### YOUR INSTRUCTIONS
Copy every line of the rows below verbatim, with no changes to wording, punctuation, or spacing.

### RECORDS TO PROCESS

* * * * *

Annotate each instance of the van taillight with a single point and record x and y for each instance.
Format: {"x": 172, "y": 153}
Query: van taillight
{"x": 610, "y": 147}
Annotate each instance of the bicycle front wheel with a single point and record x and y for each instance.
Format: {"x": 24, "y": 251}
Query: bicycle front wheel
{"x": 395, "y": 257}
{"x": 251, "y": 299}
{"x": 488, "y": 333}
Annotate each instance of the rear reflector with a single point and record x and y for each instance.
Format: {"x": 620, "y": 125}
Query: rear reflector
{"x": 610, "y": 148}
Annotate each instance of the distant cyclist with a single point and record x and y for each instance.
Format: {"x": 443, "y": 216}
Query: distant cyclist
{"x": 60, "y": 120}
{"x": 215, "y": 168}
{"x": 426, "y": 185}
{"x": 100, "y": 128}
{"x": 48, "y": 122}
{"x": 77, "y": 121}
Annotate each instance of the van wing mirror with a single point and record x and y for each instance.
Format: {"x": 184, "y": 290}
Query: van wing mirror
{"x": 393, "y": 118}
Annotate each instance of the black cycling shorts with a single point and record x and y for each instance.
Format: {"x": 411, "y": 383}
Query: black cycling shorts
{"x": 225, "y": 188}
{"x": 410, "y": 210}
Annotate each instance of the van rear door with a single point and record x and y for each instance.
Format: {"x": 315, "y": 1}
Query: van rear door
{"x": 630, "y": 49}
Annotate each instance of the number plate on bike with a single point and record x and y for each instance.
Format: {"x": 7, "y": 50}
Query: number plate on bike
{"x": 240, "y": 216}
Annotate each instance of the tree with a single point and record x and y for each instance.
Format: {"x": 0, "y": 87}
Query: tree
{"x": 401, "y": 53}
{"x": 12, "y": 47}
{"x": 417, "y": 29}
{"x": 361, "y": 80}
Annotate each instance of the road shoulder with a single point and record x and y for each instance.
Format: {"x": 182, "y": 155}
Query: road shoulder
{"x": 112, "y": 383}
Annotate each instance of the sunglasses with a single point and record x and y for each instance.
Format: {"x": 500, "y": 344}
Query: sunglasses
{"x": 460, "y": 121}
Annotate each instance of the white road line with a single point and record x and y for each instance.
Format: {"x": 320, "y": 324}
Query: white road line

* * * * *

### ANSWER TO THE PROBLEM
Annotate each instance of the van taillight with a single point and record x and y for each instance.
Format: {"x": 172, "y": 153}
Query: van taillight
{"x": 610, "y": 147}
Annotate each instance of the bicycle front wheel with a single point and record x and y for each instance.
Format: {"x": 24, "y": 251}
Query: bicycle front wheel
{"x": 395, "y": 257}
{"x": 251, "y": 299}
{"x": 488, "y": 333}
Annotate each instance of the rear reflector with a single point and record x and y for each instance.
Format: {"x": 620, "y": 125}
Query: rear reflector
{"x": 610, "y": 148}
Annotate each instance of the distant cyclist with a single point and record x and y for each instance.
Format: {"x": 443, "y": 216}
Query: distant cyclist
{"x": 60, "y": 120}
{"x": 215, "y": 168}
{"x": 426, "y": 185}
{"x": 100, "y": 128}
{"x": 48, "y": 122}
{"x": 77, "y": 121}
Annotate each instance of the van wing mirror with a single point and record x and y for each instance.
Format: {"x": 184, "y": 290}
Query: van wing mirror
{"x": 393, "y": 118}
Annotate each instance of the black cycling shorts with a single point and record x and y for each instance.
Format: {"x": 411, "y": 383}
Query: black cycling shorts
{"x": 225, "y": 188}
{"x": 410, "y": 210}
Annotate each instance of the van rear door with a single point and record x and y for each instance.
Format: {"x": 315, "y": 1}
Query: van rear door
{"x": 630, "y": 49}
Annotate each instance of the number plate on bike with a single point and record x and y for each instance.
Format: {"x": 7, "y": 50}
Query: number plate on bike
{"x": 240, "y": 216}
Annotate each instance of the tree with a single point and record x and y for each instance.
Format: {"x": 0, "y": 87}
Query: tree
{"x": 401, "y": 53}
{"x": 12, "y": 47}
{"x": 417, "y": 29}
{"x": 361, "y": 80}
Annotate each instance of the road shoulder with a single point and record x and y for each instance.
Format: {"x": 182, "y": 155}
Query: road shoulder
{"x": 112, "y": 383}
Annotate each instance of the sunglasses with a single point and record x and y for each instance.
Format: {"x": 500, "y": 344}
Query: sunglasses
{"x": 460, "y": 121}
Annotate each instance of the white road line with a single point and record x and y for each instance.
Format: {"x": 320, "y": 324}
Query: white road line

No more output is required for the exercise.